RECORDS SUPPLIED:

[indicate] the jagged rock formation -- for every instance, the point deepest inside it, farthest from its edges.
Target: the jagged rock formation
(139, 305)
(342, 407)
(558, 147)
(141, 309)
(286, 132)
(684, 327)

TASK GOAL:
Rewrite the lines above, replacing every "jagged rock formation" with "rugged stone outcrop" and leaving everything else unchanged.

ANSWER TO THIS PROBLEM:
[indicate] the rugged stone outcrop -- for every instance, the point deepest inside it, farthest from its edges.
Target: the rugged stone outcrop
(139, 305)
(342, 407)
(558, 147)
(141, 309)
(286, 132)
(684, 327)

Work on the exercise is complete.